• **TASK INSTRUCTIONS**
Swap "Provide an outline" for "Draw a polygon" everywhere in the material below, and write all of it out again with nothing else changed.

Records in a dataset:
►

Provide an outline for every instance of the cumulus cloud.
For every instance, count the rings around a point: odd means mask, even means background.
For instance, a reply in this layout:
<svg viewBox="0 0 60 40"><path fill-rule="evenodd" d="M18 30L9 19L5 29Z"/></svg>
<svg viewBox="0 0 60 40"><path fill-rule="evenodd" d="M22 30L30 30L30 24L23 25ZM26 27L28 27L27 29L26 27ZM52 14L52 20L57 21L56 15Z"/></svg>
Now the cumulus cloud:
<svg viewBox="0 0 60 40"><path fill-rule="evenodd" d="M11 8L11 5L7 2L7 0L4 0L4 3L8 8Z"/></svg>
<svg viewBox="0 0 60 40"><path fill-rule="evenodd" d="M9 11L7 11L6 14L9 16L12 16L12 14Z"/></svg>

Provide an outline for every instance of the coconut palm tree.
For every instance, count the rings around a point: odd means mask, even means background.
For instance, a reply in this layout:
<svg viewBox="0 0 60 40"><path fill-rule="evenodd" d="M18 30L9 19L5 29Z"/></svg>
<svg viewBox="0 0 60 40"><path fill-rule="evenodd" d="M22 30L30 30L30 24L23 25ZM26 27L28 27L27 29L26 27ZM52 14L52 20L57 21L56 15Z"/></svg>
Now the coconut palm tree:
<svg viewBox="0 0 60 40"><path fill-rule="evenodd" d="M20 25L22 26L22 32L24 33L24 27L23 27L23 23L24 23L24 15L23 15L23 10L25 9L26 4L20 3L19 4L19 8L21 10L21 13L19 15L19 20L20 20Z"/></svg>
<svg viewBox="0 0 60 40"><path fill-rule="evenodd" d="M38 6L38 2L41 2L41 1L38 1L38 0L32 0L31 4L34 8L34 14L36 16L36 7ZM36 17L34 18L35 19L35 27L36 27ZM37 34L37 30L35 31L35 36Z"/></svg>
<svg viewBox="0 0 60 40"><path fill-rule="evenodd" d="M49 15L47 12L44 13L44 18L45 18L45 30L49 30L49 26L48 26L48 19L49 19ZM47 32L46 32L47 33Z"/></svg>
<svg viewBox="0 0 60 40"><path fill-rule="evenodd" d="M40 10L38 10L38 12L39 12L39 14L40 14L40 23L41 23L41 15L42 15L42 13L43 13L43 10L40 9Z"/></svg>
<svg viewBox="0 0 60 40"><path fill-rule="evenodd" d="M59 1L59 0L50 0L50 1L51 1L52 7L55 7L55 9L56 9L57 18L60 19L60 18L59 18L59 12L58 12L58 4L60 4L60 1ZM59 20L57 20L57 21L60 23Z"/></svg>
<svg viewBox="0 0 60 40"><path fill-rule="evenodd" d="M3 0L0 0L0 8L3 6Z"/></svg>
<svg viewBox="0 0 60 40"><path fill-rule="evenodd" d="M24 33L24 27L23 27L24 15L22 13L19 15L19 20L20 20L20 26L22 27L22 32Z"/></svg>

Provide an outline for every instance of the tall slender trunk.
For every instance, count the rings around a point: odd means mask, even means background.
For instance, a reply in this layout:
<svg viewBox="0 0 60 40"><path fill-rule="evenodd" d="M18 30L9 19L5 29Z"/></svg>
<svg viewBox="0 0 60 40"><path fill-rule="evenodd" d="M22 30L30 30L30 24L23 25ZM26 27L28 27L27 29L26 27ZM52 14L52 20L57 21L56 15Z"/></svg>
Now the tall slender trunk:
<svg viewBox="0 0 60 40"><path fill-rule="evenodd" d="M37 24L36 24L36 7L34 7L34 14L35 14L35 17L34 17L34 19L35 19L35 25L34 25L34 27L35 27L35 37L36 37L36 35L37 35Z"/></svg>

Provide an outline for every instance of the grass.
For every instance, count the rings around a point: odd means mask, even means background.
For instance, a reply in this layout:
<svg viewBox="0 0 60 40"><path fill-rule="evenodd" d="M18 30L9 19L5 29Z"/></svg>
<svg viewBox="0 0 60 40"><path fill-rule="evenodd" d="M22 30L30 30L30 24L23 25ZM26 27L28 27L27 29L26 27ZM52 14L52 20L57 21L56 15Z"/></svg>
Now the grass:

◄

• **WRITTEN REPLY**
Draw a polygon for every instance of the cumulus cloud.
For every instance, count the rings around a point: odd means mask, even means background.
For instance, a reply in this layout:
<svg viewBox="0 0 60 40"><path fill-rule="evenodd" d="M18 30L9 19L5 29Z"/></svg>
<svg viewBox="0 0 60 40"><path fill-rule="evenodd" d="M22 30L30 30L30 24L23 25ZM26 27L28 27L27 29L26 27ZM52 14L52 20L57 21L56 15Z"/></svg>
Now the cumulus cloud:
<svg viewBox="0 0 60 40"><path fill-rule="evenodd" d="M11 8L11 5L7 2L7 0L4 0L4 3L8 8Z"/></svg>
<svg viewBox="0 0 60 40"><path fill-rule="evenodd" d="M9 11L7 11L6 14L9 16L12 16L12 14Z"/></svg>

Draw a polygon for every instance of the coconut palm tree.
For every instance, count the rings around a point: odd means mask, even means background.
For instance, a reply in this layout:
<svg viewBox="0 0 60 40"><path fill-rule="evenodd" d="M18 30L9 19L5 29Z"/></svg>
<svg viewBox="0 0 60 40"><path fill-rule="evenodd" d="M22 30L30 30L30 24L23 25ZM26 27L28 27L27 29L26 27ZM52 14L52 20L57 21L56 15Z"/></svg>
Now the coconut palm tree:
<svg viewBox="0 0 60 40"><path fill-rule="evenodd" d="M20 25L22 26L22 32L24 33L24 27L23 27L23 23L24 23L24 15L23 15L23 10L25 9L26 4L20 3L19 4L19 8L21 10L21 13L19 15L19 20L20 20Z"/></svg>
<svg viewBox="0 0 60 40"><path fill-rule="evenodd" d="M38 6L38 2L41 2L41 1L38 1L38 0L32 0L31 4L34 8L34 14L36 16L36 7ZM36 17L34 18L35 19L35 27L36 27ZM37 34L37 30L35 31L35 36Z"/></svg>
<svg viewBox="0 0 60 40"><path fill-rule="evenodd" d="M49 15L47 12L44 13L44 18L45 18L45 30L49 30L49 26L48 26L48 19L49 19ZM47 32L46 32L47 33Z"/></svg>
<svg viewBox="0 0 60 40"><path fill-rule="evenodd" d="M40 10L38 10L38 12L39 12L39 14L40 14L40 23L41 23L41 15L42 15L42 13L43 13L43 10L40 9Z"/></svg>
<svg viewBox="0 0 60 40"><path fill-rule="evenodd" d="M59 1L59 0L50 0L50 1L51 1L52 7L55 7L55 9L56 9L57 18L60 19L60 18L59 18L59 12L58 12L58 4L60 4L60 1ZM59 20L57 20L57 21L60 23Z"/></svg>
<svg viewBox="0 0 60 40"><path fill-rule="evenodd" d="M3 0L0 0L0 8L3 6Z"/></svg>
<svg viewBox="0 0 60 40"><path fill-rule="evenodd" d="M24 33L24 27L23 27L24 15L22 13L19 15L19 20L20 20L20 26L22 27L22 32Z"/></svg>

Draw a polygon for every instance of the tall slender trunk.
For every instance, count the rings around a point: odd means mask, even means background.
For instance, a reply in this layout:
<svg viewBox="0 0 60 40"><path fill-rule="evenodd" d="M18 30L9 19L5 29Z"/></svg>
<svg viewBox="0 0 60 40"><path fill-rule="evenodd" d="M22 30L30 30L30 24L23 25ZM26 27L28 27L27 29L26 27ZM52 14L52 20L57 21L56 15Z"/></svg>
Now the tall slender trunk:
<svg viewBox="0 0 60 40"><path fill-rule="evenodd" d="M37 24L36 24L36 7L34 7L34 14L35 14L35 17L34 17L34 19L35 19L35 25L34 25L34 27L35 27L35 37L36 37L36 35L37 35Z"/></svg>

Draw a polygon for every instance of the grass.
For every instance, count the rings around a point: odd means mask, even means background.
For instance, a reply in this layout:
<svg viewBox="0 0 60 40"><path fill-rule="evenodd" d="M18 30L9 19L5 29Z"/></svg>
<svg viewBox="0 0 60 40"><path fill-rule="evenodd" d="M22 30L30 30L30 24L23 25ZM26 27L28 27L27 29L26 27ZM52 14L52 20L57 21L56 15Z"/></svg>
Now the grass:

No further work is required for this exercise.